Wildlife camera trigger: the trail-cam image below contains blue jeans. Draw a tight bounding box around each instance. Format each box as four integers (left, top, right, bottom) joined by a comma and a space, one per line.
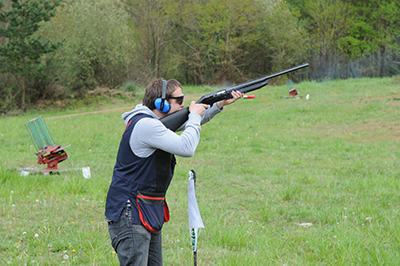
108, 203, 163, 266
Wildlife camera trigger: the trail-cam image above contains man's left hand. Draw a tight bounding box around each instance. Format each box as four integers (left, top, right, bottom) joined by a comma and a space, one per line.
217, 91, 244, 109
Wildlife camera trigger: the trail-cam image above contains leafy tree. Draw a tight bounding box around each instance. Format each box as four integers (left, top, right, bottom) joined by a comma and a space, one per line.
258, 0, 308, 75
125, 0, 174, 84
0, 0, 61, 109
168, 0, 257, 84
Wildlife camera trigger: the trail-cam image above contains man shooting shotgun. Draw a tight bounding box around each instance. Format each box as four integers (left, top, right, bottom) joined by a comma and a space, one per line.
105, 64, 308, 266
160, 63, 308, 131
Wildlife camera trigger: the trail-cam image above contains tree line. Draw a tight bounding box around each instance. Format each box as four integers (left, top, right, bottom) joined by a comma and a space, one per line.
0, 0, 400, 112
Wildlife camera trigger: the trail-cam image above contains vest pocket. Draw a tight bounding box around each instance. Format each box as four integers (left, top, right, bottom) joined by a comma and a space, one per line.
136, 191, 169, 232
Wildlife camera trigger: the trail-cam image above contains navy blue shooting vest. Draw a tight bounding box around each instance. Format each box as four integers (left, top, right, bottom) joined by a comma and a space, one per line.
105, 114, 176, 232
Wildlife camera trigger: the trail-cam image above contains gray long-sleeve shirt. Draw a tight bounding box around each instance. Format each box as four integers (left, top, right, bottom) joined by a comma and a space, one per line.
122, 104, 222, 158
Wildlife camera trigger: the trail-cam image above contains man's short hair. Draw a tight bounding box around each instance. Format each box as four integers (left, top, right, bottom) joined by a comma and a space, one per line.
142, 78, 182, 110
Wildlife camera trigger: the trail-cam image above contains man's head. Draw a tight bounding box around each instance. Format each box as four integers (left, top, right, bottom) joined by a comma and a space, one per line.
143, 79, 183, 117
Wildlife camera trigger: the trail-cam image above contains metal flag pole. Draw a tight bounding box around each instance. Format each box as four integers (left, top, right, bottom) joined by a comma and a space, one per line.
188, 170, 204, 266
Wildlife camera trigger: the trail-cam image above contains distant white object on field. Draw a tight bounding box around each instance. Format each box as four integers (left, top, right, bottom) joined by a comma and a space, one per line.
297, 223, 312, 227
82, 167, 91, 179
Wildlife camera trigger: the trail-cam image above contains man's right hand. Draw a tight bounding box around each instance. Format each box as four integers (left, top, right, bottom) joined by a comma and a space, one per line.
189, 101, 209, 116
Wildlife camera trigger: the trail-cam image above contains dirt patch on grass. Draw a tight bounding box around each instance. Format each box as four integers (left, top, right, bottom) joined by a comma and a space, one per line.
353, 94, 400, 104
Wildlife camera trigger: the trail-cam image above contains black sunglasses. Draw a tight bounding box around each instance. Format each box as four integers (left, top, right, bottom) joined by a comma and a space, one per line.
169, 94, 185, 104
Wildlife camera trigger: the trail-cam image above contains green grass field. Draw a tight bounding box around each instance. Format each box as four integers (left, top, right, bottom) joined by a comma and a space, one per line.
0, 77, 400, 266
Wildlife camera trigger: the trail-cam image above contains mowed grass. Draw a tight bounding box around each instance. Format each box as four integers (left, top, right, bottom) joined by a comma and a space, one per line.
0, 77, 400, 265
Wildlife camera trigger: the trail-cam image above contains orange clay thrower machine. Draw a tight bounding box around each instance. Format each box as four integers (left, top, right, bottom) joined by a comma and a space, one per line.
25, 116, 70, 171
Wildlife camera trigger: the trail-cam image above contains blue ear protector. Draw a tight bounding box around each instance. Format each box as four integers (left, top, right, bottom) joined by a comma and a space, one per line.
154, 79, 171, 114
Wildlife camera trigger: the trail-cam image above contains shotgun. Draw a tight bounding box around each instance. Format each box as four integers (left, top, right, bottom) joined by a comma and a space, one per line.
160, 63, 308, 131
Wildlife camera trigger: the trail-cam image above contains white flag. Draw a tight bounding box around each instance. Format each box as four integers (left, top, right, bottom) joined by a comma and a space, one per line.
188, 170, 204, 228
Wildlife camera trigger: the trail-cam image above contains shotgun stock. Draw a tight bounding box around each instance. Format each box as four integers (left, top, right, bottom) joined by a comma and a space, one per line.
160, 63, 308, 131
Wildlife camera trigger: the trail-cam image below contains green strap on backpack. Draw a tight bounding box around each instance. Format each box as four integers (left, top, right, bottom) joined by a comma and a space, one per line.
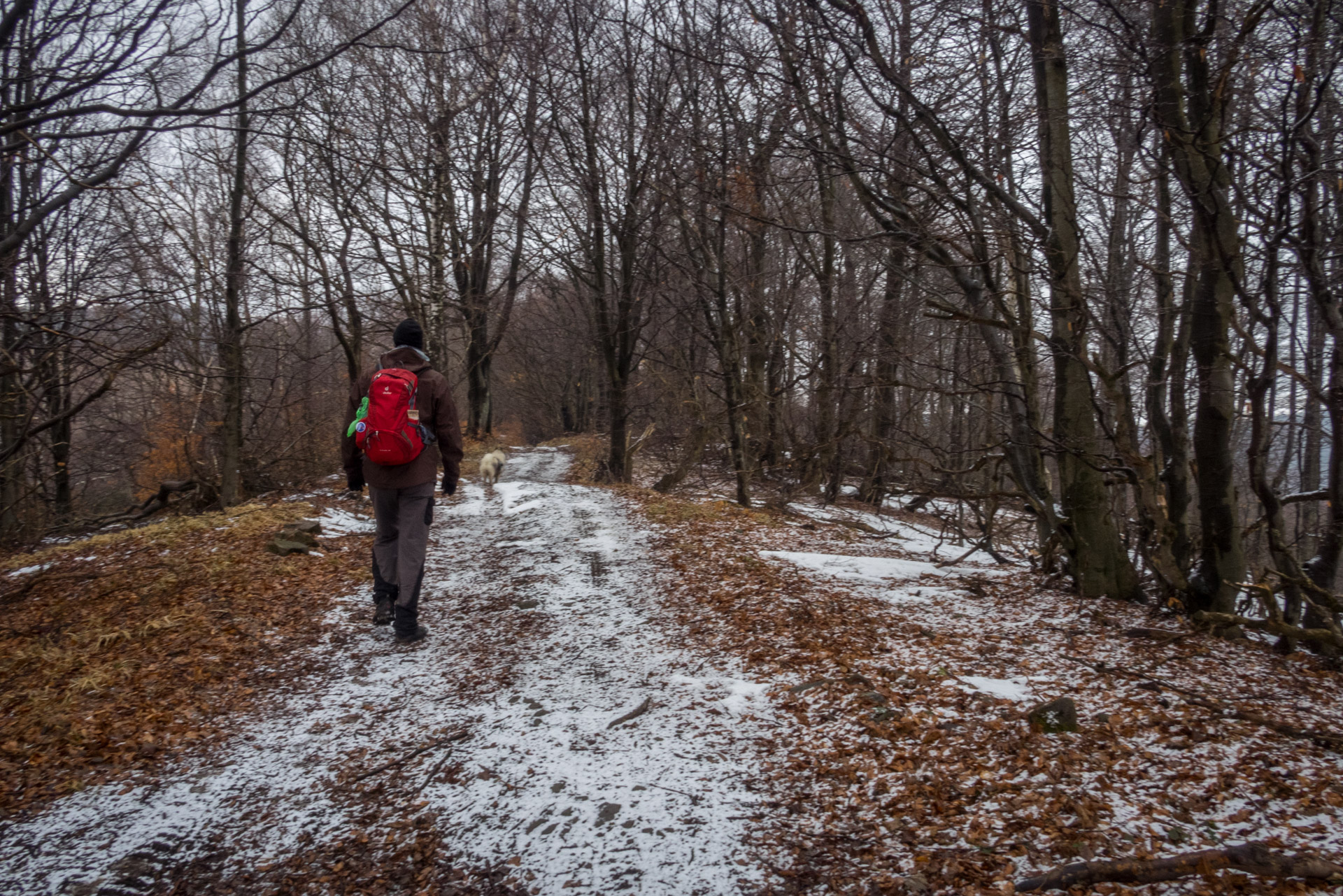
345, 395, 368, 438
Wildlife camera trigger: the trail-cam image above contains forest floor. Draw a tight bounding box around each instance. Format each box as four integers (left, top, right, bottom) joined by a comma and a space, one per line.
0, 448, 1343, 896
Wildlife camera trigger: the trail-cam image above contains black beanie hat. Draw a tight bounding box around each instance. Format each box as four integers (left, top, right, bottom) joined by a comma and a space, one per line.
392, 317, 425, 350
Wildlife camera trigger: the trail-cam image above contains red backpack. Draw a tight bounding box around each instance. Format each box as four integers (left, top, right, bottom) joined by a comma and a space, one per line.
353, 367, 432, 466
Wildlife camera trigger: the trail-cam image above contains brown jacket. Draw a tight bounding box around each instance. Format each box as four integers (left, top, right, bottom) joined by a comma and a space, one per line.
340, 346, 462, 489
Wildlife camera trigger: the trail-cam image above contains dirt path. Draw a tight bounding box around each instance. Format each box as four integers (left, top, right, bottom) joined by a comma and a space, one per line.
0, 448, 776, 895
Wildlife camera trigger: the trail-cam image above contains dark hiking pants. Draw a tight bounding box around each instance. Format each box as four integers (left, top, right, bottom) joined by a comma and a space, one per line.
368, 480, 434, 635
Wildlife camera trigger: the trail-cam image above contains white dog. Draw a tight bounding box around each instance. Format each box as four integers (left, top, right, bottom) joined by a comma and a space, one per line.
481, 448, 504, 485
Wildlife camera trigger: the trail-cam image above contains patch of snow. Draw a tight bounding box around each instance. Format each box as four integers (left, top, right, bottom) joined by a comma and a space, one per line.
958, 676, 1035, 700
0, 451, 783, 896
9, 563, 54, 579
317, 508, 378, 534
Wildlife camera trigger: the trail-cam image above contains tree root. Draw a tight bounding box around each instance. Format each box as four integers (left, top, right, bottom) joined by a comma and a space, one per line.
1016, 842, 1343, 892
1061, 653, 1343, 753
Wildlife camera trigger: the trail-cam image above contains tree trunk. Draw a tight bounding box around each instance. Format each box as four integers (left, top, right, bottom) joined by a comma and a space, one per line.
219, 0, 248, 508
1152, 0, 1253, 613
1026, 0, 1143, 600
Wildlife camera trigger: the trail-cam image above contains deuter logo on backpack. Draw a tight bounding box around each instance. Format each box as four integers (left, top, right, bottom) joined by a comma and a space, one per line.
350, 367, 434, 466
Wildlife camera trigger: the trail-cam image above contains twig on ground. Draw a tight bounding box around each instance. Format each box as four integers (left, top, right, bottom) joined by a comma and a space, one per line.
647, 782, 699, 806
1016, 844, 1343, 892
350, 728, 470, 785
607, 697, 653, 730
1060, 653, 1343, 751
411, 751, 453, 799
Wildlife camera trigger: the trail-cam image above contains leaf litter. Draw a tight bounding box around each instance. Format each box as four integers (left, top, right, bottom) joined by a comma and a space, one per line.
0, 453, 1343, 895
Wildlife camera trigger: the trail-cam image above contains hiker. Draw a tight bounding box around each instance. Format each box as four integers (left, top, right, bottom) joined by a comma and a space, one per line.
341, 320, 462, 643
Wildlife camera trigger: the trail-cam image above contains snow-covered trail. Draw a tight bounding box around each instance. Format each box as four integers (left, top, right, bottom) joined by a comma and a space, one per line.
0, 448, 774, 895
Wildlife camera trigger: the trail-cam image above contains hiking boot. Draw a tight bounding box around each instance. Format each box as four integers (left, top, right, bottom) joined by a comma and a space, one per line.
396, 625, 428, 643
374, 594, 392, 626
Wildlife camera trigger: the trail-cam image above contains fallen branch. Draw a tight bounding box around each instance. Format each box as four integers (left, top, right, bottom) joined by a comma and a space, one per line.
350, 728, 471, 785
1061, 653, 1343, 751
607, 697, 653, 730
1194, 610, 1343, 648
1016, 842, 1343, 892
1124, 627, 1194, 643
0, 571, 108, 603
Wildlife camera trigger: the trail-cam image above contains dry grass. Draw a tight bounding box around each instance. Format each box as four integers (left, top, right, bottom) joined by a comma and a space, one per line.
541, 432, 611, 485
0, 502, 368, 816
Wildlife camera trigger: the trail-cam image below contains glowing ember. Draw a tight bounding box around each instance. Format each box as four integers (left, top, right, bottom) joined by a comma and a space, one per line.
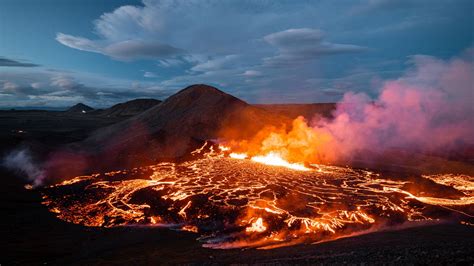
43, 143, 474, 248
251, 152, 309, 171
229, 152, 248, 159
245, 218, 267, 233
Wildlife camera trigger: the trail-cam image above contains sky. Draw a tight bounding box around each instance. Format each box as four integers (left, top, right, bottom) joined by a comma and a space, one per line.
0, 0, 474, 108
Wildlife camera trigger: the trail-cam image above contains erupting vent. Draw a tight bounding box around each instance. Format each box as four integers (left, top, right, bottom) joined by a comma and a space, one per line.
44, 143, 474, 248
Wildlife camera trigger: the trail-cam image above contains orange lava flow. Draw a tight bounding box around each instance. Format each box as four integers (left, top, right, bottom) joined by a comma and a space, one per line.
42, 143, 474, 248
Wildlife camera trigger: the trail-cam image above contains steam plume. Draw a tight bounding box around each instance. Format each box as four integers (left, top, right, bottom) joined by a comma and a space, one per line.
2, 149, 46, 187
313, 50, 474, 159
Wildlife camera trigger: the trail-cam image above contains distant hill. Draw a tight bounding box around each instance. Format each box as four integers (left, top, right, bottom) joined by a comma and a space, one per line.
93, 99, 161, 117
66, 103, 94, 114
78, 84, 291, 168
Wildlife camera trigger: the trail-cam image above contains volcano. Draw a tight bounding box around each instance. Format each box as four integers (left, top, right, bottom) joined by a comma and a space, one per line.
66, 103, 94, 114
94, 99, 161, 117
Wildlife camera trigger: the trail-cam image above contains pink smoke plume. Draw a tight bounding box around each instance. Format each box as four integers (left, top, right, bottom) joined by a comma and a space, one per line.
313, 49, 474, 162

######

Goal:
In the material, starting at the line that contains "contains man's left" and ending at the line that contains "105, 114, 176, 232", swap every "tight" for "snug" and give those lines again with nothing else changed.

Answer below:
Wildlife camera trigger: the trail-cam image above contains man's left hand. Draw a snug bounding box around each instance. Format each box as four integers (left, top, right, bottom) joined by a comma and a space, one per line.
217, 91, 244, 109
Wildlife camera trigger: the trail-cam image above contains leafy tree. Draw a snug bounding box around each instance. Format each box as four integers (left, top, right, bottom) joined by a comma and a space, one per line.
258, 0, 308, 75
125, 0, 174, 84
0, 0, 61, 109
168, 0, 257, 84
Wildlife camera trigger: the trail-cam image above contains man shooting shotgun. Draw a snug bounding box around each instance. Format each box as four integers (left, top, right, bottom) joined by a comma and a space, one per line.
105, 64, 308, 266
160, 63, 308, 131
Wildlife camera trigger: the trail-cam image above contains tree line. Draw a snug bounding box around each instance. Format each box as four integers (left, top, right, bottom) joined by a comma and a space, one per line.
0, 0, 400, 112
Wildlife camera trigger: the trail-cam image above contains vest pocket. Draw a snug bounding box around each instance. Format each box as four integers (left, top, right, bottom) joined by a comma and a space, one per line.
136, 191, 169, 232
Wildlife camera trigger: the trail-cam image above contains navy blue shooting vest. Draw a snug bounding box around each instance. Format each box as four integers (left, top, right, bottom) joined by a comma and a space, one per line.
105, 114, 176, 232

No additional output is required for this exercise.